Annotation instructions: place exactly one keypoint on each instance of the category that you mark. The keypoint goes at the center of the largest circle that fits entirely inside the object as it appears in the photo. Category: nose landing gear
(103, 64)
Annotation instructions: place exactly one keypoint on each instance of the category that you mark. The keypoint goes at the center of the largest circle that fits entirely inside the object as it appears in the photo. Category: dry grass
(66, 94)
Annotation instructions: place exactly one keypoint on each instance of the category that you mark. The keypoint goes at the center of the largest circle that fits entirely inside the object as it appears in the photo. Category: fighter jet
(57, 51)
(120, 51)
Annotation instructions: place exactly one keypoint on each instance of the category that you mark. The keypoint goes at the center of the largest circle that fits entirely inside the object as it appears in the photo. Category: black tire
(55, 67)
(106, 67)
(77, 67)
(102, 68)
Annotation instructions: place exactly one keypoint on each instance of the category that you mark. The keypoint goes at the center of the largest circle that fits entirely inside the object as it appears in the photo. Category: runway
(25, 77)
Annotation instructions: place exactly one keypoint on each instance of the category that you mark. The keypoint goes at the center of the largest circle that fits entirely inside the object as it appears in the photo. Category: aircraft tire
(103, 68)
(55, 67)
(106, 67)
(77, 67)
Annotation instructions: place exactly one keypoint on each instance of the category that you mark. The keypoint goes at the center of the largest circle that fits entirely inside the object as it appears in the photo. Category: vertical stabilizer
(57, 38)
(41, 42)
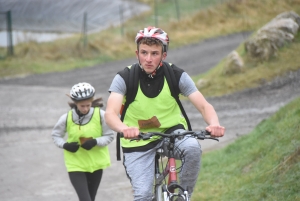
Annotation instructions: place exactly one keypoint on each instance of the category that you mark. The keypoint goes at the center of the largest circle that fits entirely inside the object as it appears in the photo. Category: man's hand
(216, 131)
(130, 132)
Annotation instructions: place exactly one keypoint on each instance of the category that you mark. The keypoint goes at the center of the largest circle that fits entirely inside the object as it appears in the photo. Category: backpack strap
(132, 83)
(174, 88)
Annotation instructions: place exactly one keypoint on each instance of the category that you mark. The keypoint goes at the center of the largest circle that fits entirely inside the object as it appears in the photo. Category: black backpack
(132, 84)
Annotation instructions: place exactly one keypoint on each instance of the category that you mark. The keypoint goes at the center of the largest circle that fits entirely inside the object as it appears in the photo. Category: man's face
(150, 56)
(84, 106)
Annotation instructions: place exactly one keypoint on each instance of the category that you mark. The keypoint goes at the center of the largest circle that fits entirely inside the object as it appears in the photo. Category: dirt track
(32, 167)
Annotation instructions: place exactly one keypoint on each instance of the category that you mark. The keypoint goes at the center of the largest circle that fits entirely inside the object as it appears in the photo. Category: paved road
(32, 167)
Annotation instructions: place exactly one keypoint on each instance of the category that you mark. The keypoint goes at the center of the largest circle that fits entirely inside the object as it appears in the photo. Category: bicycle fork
(167, 191)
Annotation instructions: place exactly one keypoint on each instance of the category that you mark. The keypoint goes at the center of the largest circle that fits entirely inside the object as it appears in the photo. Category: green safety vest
(165, 109)
(86, 160)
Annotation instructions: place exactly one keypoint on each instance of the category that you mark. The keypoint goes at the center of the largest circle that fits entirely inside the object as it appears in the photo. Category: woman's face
(84, 106)
(150, 56)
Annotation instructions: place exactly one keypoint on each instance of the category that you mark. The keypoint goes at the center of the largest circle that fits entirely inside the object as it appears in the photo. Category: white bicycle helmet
(153, 32)
(82, 91)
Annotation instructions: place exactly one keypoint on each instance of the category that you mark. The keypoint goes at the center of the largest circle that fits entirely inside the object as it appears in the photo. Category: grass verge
(263, 165)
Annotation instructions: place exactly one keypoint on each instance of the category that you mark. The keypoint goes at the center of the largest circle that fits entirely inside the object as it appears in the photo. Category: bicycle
(168, 190)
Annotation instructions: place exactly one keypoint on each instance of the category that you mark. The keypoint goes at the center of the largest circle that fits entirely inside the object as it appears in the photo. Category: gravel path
(32, 167)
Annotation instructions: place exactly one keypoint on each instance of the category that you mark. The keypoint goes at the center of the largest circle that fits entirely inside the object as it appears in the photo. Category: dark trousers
(86, 184)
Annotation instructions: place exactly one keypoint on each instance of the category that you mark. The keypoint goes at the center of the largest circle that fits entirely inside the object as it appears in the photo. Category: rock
(234, 64)
(274, 35)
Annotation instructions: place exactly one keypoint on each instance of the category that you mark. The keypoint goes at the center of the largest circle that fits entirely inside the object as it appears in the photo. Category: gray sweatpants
(139, 167)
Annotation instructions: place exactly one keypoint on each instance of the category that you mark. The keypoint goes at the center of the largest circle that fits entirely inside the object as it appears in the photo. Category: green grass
(263, 165)
(253, 74)
(199, 20)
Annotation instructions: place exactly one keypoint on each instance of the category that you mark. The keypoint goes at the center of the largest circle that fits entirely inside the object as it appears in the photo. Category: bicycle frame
(167, 192)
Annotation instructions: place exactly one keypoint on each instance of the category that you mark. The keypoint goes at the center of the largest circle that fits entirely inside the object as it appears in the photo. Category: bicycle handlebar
(201, 135)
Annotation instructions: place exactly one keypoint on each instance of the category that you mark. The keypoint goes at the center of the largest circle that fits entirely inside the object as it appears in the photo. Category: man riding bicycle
(155, 108)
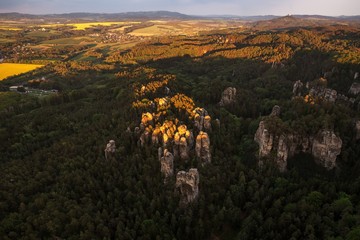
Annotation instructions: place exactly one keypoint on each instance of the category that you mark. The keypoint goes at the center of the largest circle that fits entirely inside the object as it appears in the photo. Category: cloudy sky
(198, 7)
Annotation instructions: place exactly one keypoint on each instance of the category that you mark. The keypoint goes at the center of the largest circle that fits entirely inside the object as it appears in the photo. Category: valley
(168, 126)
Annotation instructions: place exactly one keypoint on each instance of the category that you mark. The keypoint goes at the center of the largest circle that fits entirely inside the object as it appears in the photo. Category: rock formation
(147, 119)
(264, 139)
(297, 88)
(326, 147)
(228, 96)
(357, 129)
(275, 111)
(355, 88)
(183, 141)
(110, 149)
(202, 147)
(167, 163)
(202, 120)
(327, 94)
(188, 185)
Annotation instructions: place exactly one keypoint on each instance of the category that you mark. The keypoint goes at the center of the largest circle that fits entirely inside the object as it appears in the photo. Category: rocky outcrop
(354, 89)
(356, 75)
(228, 96)
(297, 88)
(326, 147)
(167, 163)
(183, 141)
(202, 120)
(357, 129)
(188, 185)
(275, 111)
(264, 139)
(110, 149)
(202, 148)
(327, 94)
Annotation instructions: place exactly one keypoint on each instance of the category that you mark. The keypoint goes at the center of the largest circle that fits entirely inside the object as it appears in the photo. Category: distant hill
(260, 21)
(92, 16)
(301, 21)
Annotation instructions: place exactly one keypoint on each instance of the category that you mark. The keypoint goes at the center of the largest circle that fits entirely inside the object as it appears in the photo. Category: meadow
(83, 26)
(11, 69)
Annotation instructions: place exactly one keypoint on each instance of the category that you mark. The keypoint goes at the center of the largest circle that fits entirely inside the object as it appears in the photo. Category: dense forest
(57, 183)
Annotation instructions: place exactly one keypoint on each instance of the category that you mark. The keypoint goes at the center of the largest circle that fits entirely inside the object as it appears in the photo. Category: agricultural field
(83, 26)
(11, 69)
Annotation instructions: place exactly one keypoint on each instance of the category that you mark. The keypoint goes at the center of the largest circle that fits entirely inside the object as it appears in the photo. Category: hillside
(231, 132)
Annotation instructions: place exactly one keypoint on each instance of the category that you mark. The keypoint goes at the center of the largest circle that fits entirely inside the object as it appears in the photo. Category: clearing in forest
(11, 69)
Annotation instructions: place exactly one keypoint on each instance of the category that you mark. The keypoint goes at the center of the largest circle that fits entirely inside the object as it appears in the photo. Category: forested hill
(84, 15)
(168, 91)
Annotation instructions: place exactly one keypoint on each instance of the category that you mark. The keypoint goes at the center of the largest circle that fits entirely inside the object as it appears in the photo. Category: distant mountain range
(164, 15)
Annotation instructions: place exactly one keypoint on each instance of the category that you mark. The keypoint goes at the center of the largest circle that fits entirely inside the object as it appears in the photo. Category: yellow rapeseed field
(83, 26)
(10, 69)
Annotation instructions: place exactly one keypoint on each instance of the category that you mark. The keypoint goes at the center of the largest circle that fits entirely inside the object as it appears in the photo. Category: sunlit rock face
(264, 139)
(202, 148)
(147, 119)
(183, 141)
(202, 120)
(297, 88)
(356, 75)
(326, 147)
(275, 111)
(355, 88)
(327, 94)
(228, 96)
(110, 149)
(357, 129)
(188, 185)
(167, 163)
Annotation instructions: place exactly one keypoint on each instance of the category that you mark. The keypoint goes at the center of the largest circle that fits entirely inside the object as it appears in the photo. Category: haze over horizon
(191, 7)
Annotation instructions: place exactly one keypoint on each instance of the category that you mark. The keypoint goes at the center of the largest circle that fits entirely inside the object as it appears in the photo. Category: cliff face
(110, 149)
(203, 148)
(357, 129)
(325, 146)
(167, 163)
(355, 88)
(188, 185)
(228, 96)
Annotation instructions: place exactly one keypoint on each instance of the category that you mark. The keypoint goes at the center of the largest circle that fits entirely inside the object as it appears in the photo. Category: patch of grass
(156, 30)
(69, 41)
(83, 26)
(11, 69)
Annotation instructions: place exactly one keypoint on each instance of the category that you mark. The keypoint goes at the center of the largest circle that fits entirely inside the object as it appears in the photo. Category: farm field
(83, 26)
(11, 69)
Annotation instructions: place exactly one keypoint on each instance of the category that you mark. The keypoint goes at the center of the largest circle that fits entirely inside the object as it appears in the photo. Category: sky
(192, 7)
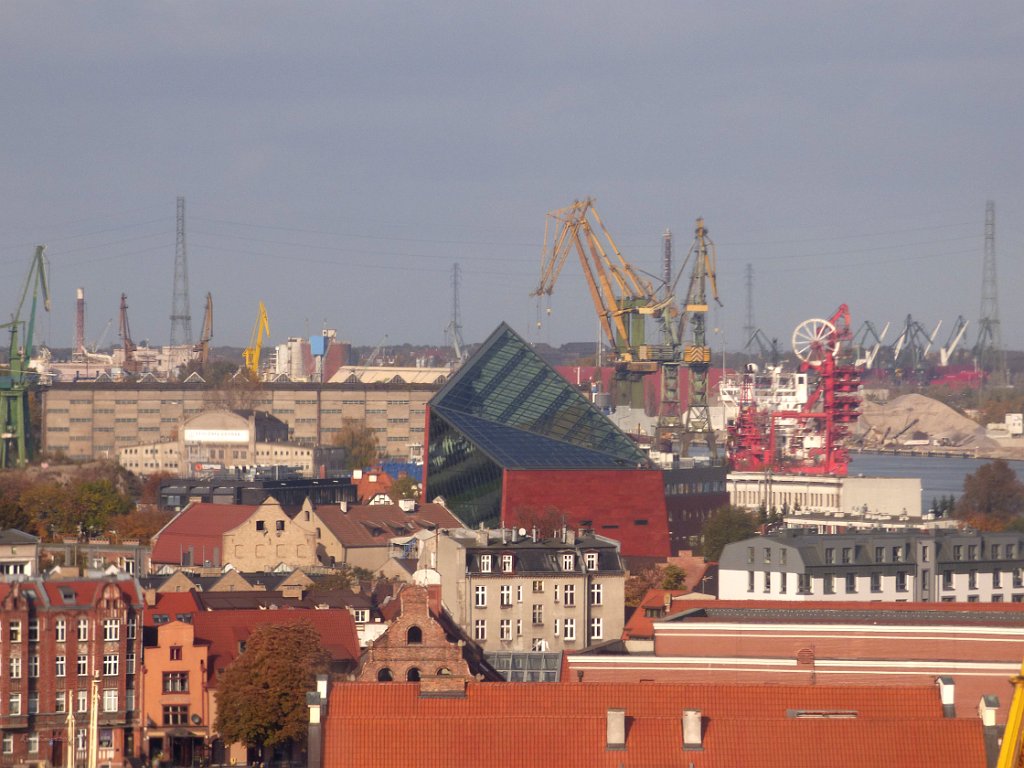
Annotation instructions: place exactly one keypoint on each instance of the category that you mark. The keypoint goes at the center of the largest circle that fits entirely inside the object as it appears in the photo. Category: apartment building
(933, 566)
(96, 420)
(510, 591)
(69, 647)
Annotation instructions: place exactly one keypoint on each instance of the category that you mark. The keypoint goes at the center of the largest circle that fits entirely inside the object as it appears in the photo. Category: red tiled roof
(224, 629)
(529, 724)
(355, 527)
(201, 527)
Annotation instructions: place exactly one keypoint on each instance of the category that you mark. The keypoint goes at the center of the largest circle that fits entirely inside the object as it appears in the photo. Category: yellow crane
(256, 341)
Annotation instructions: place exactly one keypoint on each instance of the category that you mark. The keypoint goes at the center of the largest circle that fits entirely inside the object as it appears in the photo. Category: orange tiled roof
(515, 725)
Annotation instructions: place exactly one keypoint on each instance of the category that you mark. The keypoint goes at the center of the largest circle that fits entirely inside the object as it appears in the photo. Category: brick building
(61, 643)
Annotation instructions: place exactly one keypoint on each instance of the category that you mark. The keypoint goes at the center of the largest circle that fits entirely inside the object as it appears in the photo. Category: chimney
(615, 738)
(947, 691)
(692, 726)
(988, 706)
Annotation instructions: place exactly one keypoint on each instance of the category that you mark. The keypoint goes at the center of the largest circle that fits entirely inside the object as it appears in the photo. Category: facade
(510, 439)
(935, 566)
(516, 593)
(96, 420)
(69, 647)
(974, 649)
(218, 440)
(512, 725)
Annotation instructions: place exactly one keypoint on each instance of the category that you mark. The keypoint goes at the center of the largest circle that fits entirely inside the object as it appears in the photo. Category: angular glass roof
(517, 409)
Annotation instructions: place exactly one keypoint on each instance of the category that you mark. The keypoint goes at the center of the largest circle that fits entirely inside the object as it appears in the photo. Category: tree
(993, 497)
(725, 526)
(359, 442)
(261, 696)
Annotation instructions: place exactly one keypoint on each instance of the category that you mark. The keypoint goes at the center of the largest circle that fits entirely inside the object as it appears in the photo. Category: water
(939, 476)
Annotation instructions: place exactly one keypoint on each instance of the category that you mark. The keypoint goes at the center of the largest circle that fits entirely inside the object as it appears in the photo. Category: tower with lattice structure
(180, 311)
(988, 349)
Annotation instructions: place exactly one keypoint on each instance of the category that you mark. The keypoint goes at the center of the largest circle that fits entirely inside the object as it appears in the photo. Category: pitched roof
(525, 724)
(199, 528)
(375, 525)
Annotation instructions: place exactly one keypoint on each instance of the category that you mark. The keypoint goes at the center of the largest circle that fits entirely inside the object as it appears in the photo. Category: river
(939, 476)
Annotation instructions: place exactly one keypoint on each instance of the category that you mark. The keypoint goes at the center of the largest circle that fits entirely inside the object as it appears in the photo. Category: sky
(337, 159)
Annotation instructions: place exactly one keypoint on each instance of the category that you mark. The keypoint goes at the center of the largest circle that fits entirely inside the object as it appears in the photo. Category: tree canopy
(261, 696)
(725, 526)
(993, 497)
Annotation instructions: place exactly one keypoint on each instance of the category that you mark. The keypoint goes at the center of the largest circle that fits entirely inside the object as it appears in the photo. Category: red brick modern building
(64, 643)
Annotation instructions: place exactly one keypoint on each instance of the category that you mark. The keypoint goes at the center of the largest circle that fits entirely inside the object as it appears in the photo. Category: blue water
(939, 476)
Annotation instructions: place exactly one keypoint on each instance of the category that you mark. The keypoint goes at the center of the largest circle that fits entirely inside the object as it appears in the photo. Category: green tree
(359, 442)
(725, 526)
(261, 696)
(993, 497)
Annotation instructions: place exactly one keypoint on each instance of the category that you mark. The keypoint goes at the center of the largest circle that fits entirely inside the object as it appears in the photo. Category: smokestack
(615, 738)
(79, 321)
(692, 737)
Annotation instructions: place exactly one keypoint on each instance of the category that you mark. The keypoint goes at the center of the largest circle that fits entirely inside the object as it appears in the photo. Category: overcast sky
(337, 159)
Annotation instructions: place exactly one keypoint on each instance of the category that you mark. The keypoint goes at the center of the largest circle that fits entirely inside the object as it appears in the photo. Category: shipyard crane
(203, 348)
(16, 443)
(622, 299)
(252, 351)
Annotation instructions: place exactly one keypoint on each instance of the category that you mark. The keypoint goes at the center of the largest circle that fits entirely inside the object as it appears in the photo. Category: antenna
(180, 312)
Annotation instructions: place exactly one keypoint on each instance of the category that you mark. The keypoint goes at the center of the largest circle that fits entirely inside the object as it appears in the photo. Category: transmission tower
(454, 330)
(180, 312)
(988, 349)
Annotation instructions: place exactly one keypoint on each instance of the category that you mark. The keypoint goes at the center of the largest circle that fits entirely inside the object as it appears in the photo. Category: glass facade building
(506, 409)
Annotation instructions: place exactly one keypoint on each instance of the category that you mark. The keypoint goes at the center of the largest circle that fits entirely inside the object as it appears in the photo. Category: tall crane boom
(252, 352)
(15, 438)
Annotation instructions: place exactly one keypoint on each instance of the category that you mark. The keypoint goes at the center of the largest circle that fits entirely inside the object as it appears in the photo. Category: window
(175, 682)
(175, 714)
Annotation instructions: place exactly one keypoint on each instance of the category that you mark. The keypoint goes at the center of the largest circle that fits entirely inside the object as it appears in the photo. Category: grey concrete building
(932, 566)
= = = = =
▶ Required work: All lines from the one containing "photo. Category: window" through the end of the records, both ends included, are to be quoted exactly; please add nothing else.

▶ Reply to the task:
Annotation instructions: place exactly one keypoint on each instance of the category that you mark. The keypoint goes at the center of the largest circle that fits entirely inside the object as it appears in the photo. Category: window
(175, 682)
(175, 714)
Annotation instructions: place exactly one keypoint on each instance of the category that you mark. The keypoint goes at the center of the largest circle that fits entirely inside the object as it appears in the photo. Category: grey concrete building
(932, 566)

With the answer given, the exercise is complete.